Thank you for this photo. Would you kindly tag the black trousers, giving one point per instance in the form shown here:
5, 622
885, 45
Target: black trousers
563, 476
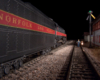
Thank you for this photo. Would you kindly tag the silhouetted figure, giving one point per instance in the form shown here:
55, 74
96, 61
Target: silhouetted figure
78, 43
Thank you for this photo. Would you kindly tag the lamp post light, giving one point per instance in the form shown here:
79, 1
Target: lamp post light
89, 16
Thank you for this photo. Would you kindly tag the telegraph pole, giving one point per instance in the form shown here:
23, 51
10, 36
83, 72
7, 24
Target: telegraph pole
89, 17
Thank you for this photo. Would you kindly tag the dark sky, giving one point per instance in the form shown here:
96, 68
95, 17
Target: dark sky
70, 15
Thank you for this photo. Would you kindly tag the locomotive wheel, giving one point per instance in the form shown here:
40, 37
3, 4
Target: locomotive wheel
20, 63
1, 72
7, 69
16, 65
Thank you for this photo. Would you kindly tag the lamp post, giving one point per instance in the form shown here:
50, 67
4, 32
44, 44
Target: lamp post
89, 16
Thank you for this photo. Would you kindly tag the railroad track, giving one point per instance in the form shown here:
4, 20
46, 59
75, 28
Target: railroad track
73, 65
45, 67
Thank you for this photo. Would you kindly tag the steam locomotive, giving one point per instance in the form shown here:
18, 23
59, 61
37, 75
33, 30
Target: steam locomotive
25, 30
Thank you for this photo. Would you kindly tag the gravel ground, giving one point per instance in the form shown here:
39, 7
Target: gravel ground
45, 68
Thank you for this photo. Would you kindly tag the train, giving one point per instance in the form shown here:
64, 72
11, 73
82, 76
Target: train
25, 30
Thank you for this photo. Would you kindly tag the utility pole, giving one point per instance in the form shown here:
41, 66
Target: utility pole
89, 17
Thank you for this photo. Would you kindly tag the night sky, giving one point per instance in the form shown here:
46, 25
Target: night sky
70, 15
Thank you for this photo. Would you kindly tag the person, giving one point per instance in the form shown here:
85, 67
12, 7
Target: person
78, 43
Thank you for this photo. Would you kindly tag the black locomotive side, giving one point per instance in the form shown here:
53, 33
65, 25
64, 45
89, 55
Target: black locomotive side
24, 30
15, 43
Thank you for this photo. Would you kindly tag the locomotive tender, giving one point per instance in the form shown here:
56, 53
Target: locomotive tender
24, 30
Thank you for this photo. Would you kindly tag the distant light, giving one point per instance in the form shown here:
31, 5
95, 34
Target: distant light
90, 11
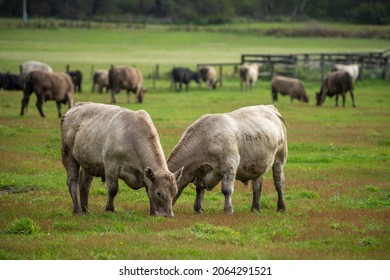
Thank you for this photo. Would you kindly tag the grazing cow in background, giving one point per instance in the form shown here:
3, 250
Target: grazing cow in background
115, 143
242, 145
249, 74
127, 78
288, 86
183, 76
77, 79
34, 65
352, 69
209, 76
11, 81
3, 80
100, 78
47, 86
335, 83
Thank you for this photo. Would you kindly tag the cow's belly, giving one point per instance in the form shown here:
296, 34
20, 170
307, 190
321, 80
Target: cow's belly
253, 165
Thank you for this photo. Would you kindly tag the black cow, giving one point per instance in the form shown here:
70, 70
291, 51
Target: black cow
183, 76
77, 78
11, 81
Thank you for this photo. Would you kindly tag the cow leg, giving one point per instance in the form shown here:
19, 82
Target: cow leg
198, 205
256, 188
25, 100
344, 97
112, 189
353, 98
85, 181
39, 105
72, 172
278, 176
113, 101
59, 109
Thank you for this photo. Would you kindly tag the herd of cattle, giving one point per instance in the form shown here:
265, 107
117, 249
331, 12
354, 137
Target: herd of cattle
39, 77
112, 143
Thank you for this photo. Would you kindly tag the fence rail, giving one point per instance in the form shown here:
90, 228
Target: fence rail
370, 62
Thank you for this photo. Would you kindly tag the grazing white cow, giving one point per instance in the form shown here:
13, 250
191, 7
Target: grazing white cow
115, 143
352, 69
35, 65
249, 74
243, 145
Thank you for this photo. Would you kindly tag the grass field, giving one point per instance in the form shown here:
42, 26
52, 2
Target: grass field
337, 174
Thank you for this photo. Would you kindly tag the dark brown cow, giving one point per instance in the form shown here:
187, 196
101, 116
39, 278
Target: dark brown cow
47, 86
336, 83
127, 78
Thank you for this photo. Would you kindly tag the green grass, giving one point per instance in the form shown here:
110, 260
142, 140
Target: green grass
337, 175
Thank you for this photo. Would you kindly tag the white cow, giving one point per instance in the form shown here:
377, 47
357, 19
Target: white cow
115, 143
243, 145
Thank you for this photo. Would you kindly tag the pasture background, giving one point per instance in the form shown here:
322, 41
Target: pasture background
337, 175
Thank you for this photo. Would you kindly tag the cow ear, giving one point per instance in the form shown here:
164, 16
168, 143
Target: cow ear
178, 173
150, 174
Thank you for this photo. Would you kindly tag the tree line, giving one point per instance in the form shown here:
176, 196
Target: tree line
204, 11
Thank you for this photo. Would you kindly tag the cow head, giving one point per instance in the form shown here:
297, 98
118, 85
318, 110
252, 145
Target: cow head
162, 188
196, 77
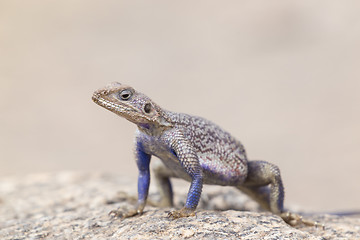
········
Output the entries verbatim but drop the images.

Thank you for this photo. Would you kindly tag the black trousers, giving one point per instance in the form shown here:
5, 622
885, 45
Target: black trousers
563, 476
Thank you for this photo. Would you kindly tag the silhouetted figure, giving one point per instance in the form shown here:
55, 74
96, 61
Target: silhouetted figure
78, 43
Thank you for this photo. Would you kindly tag the lamp post light, giving one point per instance in the form shown here:
79, 1
Target: lamp post light
89, 16
Thank you for this photo. Would you kindly tag the telegraph pole, giving one point per instance in the form shown here:
23, 51
10, 36
83, 72
7, 24
Target: telegraph pole
89, 17
Thank you for this photo. Would you kindly tag the dark sky, giving one point per instance in the form shown here:
96, 68
95, 17
Target: dark sky
70, 15
Thank you for this photo. Would you kindly tag the locomotive wheel, giving one point per instance in the form shown here:
40, 37
3, 4
Target: locomotive wheel
20, 63
1, 72
7, 69
16, 65
Thank you for this photo. Would you kindly tag the lamp post, giving one point per instance in the form shown here:
50, 67
4, 32
44, 44
Target: lamp post
89, 16
Thank you for this photo. Would you kindly tag the railroad track, giving one point per instance in the form shown here:
4, 20
46, 59
75, 28
Target: railroad track
73, 65
45, 67
Thank you for this photo. Would you kindly tag the steam locomotive, giving one point per instance in the form shown here:
18, 23
59, 61
37, 75
33, 30
Target: steam locomotive
25, 30
Thank you for this photo. Would you kindly tag the gravel ground, giving one point per instance in the form shown here:
39, 7
Target: gravel ground
45, 68
Thank you for this photo. Would you kindly tag the train, giving one point per instance in the form shown here:
64, 72
11, 73
82, 76
Target: train
25, 30
Thank you for this photo. Would you kindly tag the utility pole, giving one point per instance in the form shown here:
41, 66
Target: utility pole
89, 17
Thank you for this photo. Would you kindly tag the night sky, giving one point per instance in the form shown here:
46, 25
Target: night sky
70, 15
Thank you for this photo. Would you kindly tag the person, giving one point per instance in the form shown here:
85, 67
12, 7
Target: person
78, 43
Thank you for this photo. Would you kindly tag the black locomotive side, giving one point per instance in the form shown here:
53, 33
65, 25
64, 45
89, 55
Target: black locomotive side
24, 30
15, 43
Thank you for this photo. Would you kindly tag the locomotive tender, giving one point per instance in the form shown here:
56, 53
Target: locomotive tender
24, 30
Thank you for this photo. Would you kindly tag the distant light, giving one point per instance in the form shown here:
31, 5
95, 34
Target: distant light
90, 11
Thank you for this photo. Would you kindly tag the grazing cow in background, giving one point per instance in the form shown here:
3, 250
Target: grazing cow in background
115, 143
242, 145
249, 74
127, 78
288, 86
183, 76
77, 79
34, 65
352, 69
209, 76
11, 81
3, 80
100, 78
47, 86
335, 83
Thank you for this photo. Would you kindly tag the cow's belly, giving one point per instance in the form shown here:
296, 34
20, 170
307, 190
321, 80
Target: cow's belly
253, 165
Thank you for this photo. Would you kindly tag the black cow, giving one point per instance in the form shown here:
70, 70
291, 51
Target: black cow
183, 76
77, 78
11, 81
Thank you for this photo. Would you kindly tag the cow leg, giving one point per instance in the form shown here:
19, 82
Target: cow leg
198, 205
256, 188
25, 100
344, 97
112, 189
353, 98
85, 181
39, 105
72, 172
278, 176
113, 101
59, 109
Thank you for this photo. Would you kindly tag the herd of cattle, giving one point per instance in the form shown here:
265, 107
117, 249
331, 12
354, 137
Target: herd of cattle
39, 77
112, 143
Thank you for this photo. Would you kindly tag the fence rail, giving one point per instance in the form shown here:
90, 228
Target: fence rail
370, 62
Thank you for this photo. Would you kindly tag the grazing white cow, giving one point per instance in the form shown here:
13, 250
191, 7
Target: grazing white cow
115, 143
352, 69
35, 65
249, 74
243, 145
Thank you for this photo. Would you kindly tag the grass field, giving one point per instance in the form shown here:
42, 26
52, 2
Target: grass field
337, 174
Thank you for this photo. Would you kindly tag the dark brown cow, giving one point per instance in the form shown here:
187, 196
101, 116
39, 278
Target: dark brown cow
47, 86
336, 83
127, 78
Thank you for this photo. Would you kindly tag the green grass, giving one point per instance in the form shown here:
110, 260
142, 140
Target: green grass
337, 175
Thank you for this photo. Would you kindly tag the white cow, giving one point per instance in the form shown here:
377, 47
357, 19
Target: white cow
115, 143
243, 145
Thank you for this photo. Would you kindly tag the pasture background, giving one point per instance in the form shown here:
322, 41
Target: pasture background
337, 175
Thank you for this photo. Would you kindly tag the cow ear, giving one point per instance in the form shown here:
164, 16
168, 143
Target: cow ear
178, 173
150, 174
Thank you for this photo. Would you kindly tag the tree line, giving one point per instance in the form shown here:
176, 196
Target: tree line
204, 11
Thank you for this photo. Would you kindly tag the cow head, giving one point per instance in the form shown here:
297, 98
118, 85
318, 110
252, 145
Target: cow head
162, 188
196, 77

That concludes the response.